start Dataset records

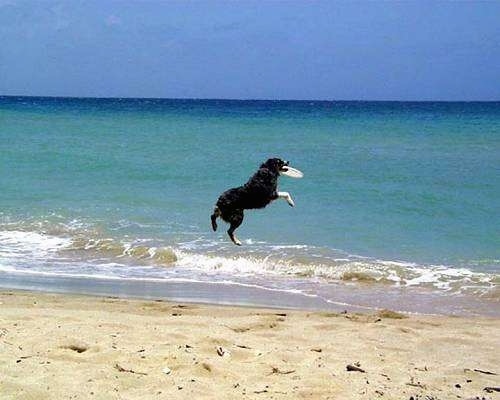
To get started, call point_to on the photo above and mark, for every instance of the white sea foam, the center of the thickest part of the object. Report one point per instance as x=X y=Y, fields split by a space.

end Dataset records
start Dataset records

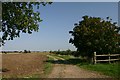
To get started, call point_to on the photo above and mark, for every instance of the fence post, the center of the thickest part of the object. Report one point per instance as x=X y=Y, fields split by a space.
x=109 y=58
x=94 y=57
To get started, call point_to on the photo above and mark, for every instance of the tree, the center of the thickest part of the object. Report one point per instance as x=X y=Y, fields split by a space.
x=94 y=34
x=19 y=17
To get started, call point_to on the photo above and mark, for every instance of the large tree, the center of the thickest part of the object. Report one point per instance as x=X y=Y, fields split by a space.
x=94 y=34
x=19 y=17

end Dataset records

Please find every line above containing the word "mark" and copy each one in full. Case counts.

◆ **Full output**:
To get started, call point_to on the photo above and mark, for every instance of the white sea foam, the center of the thickest part of the object. Report one point per instance as x=X y=Y, fields split by a space.
To get started, call point_to on the photo above and mark, for every instance of the fence post, the center of the thickest part of the object. Report one point per instance as x=X y=Y, fields split by a space.
To get started, call point_to on the photo above and mark, for every instance of the tree, the center of the thickest part of the object. Report one point per instance as x=X y=Y, fields split by a space.
To get started, call point_to on the photo above and mark, for every instance of the large tree, the center of the thickest part of the object. Report one point per instance as x=X y=Y, fields split by a space.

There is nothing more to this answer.